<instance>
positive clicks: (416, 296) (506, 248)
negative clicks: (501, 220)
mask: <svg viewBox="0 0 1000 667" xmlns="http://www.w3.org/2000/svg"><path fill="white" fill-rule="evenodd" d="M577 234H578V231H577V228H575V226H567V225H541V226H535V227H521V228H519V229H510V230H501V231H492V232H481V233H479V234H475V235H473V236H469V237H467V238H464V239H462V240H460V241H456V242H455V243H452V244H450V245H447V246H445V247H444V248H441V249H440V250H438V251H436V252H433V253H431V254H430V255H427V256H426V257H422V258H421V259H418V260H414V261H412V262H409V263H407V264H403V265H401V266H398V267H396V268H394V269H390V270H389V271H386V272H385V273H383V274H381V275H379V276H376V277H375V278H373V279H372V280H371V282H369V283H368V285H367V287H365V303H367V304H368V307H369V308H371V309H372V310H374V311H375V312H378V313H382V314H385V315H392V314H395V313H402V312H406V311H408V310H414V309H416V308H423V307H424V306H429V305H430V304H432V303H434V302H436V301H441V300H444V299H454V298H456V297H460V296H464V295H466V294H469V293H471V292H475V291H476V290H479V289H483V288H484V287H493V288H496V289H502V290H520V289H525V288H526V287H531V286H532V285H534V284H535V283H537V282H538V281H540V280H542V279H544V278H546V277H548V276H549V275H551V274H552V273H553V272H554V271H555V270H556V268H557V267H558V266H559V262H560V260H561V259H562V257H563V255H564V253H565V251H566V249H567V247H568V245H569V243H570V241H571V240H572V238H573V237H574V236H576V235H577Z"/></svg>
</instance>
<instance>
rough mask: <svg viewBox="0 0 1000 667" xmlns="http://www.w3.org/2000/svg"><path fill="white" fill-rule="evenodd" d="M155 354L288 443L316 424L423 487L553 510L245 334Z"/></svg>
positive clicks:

What you need to do
From the material above, return every line that contains "positive".

Response box
positive clicks: (416, 296) (506, 248)
positive clicks:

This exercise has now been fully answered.